_Instruction_
Rewrite the listing from the line containing "Indicate the green" down to the line containing "x=678, y=240", swapping "adjacent building" for "neighboring building" and keeping everything else the same.

_Exercise data_
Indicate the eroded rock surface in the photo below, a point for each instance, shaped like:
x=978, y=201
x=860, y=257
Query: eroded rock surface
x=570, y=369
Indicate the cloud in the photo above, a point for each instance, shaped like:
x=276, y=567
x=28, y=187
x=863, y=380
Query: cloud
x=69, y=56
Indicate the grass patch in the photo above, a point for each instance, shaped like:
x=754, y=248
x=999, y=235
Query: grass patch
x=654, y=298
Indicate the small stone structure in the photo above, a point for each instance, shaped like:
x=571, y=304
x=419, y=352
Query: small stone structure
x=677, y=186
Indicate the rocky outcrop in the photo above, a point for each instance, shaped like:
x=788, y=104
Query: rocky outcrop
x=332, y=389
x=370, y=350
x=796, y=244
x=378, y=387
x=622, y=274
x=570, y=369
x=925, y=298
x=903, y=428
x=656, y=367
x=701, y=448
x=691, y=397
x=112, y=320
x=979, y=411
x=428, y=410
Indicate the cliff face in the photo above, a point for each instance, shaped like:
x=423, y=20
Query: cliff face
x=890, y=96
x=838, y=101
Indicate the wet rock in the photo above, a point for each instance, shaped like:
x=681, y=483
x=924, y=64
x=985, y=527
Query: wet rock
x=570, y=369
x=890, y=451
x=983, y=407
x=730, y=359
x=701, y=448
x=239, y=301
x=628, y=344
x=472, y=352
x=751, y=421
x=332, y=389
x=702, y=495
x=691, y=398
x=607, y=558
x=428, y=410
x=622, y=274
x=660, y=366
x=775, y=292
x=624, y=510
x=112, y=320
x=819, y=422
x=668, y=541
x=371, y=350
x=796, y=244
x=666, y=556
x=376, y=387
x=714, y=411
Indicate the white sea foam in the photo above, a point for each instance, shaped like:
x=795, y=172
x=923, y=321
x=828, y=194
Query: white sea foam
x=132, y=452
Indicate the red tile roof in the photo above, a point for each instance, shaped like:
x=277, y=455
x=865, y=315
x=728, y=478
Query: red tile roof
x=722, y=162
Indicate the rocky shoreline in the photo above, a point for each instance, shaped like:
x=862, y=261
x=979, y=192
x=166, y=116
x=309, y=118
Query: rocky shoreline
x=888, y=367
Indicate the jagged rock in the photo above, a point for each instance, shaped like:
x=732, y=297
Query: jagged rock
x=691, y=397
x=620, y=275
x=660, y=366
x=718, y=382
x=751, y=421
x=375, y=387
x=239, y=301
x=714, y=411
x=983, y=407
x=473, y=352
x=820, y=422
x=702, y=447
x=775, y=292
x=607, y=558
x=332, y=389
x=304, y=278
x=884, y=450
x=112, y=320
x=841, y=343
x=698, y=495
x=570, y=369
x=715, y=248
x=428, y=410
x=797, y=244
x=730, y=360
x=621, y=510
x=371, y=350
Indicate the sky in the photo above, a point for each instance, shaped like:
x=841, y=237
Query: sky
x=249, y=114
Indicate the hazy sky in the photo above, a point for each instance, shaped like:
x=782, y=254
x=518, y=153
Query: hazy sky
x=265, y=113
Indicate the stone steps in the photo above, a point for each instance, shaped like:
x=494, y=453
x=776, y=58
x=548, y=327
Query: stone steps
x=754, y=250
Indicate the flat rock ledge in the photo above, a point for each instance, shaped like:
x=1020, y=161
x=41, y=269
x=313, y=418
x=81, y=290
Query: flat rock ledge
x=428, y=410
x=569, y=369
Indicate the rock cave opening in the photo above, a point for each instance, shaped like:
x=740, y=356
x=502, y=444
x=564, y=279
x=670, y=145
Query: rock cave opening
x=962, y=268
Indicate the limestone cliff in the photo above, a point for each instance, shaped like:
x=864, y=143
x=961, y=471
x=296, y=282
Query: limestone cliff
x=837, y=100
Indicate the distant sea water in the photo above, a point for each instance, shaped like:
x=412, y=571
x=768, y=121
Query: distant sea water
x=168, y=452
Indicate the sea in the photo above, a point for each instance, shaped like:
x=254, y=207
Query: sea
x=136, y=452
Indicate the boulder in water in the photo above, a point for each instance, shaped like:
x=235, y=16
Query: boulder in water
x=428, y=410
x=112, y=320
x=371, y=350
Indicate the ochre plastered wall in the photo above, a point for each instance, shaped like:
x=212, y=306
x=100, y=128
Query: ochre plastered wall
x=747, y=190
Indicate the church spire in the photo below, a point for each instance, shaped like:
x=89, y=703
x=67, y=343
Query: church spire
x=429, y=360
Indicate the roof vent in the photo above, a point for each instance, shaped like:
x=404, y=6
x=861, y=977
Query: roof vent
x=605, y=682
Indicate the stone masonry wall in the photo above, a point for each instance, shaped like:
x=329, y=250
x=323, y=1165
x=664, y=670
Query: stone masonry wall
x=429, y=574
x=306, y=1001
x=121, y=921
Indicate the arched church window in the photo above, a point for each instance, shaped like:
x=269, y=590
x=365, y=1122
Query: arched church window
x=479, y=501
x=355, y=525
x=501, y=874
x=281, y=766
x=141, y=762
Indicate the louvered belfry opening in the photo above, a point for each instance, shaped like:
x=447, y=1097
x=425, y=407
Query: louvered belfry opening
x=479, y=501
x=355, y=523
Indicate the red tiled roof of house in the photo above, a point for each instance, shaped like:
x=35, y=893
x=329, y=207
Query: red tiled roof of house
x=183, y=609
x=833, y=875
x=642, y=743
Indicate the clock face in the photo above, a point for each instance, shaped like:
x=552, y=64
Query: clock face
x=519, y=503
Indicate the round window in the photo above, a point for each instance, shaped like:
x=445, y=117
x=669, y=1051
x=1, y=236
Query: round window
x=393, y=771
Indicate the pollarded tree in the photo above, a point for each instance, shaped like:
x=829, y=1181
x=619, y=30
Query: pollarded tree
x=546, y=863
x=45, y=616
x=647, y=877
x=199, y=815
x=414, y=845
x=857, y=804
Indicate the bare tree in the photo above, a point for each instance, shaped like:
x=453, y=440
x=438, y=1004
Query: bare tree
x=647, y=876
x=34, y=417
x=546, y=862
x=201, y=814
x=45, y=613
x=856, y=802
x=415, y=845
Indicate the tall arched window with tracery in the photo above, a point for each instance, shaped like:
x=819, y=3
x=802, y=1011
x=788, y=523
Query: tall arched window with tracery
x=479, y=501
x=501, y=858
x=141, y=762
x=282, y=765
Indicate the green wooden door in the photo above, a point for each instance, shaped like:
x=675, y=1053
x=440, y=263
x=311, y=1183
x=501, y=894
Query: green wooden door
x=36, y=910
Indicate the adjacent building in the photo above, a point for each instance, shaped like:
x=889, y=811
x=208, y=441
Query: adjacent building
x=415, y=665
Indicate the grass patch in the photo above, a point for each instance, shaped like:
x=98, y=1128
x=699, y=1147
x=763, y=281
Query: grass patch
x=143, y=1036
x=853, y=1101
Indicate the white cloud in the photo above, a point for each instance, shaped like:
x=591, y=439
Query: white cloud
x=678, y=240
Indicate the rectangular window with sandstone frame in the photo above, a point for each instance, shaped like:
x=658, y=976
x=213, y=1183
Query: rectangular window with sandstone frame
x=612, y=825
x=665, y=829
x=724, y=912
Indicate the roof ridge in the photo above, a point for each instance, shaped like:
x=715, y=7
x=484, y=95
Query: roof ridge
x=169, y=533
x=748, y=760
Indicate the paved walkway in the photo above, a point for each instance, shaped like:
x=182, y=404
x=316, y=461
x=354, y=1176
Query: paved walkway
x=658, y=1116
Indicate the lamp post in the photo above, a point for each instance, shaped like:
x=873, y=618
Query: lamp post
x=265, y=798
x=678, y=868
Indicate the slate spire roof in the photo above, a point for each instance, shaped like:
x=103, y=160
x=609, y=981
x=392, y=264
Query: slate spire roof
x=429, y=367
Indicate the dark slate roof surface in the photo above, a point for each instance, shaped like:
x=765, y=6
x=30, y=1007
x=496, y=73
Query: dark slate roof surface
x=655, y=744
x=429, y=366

_Worked solution_
Indicate the green wooden door in the photo above, a point for each instance, shaped like:
x=675, y=1053
x=440, y=263
x=311, y=1183
x=501, y=894
Query: green wooden door
x=36, y=910
Indicate the neighboring building in the photo above, a point for each instance, shaped like:
x=889, y=811
x=208, y=441
Query: neighboring building
x=415, y=665
Indicate the grass patch in the photo above, a point for each instance, shaped like:
x=98, y=1128
x=699, y=1147
x=763, y=281
Query: grass patch
x=143, y=1036
x=853, y=1101
Indicate the white cloud in the photo above, a point for each instance, shaped like:
x=591, y=439
Query: white cloud
x=678, y=240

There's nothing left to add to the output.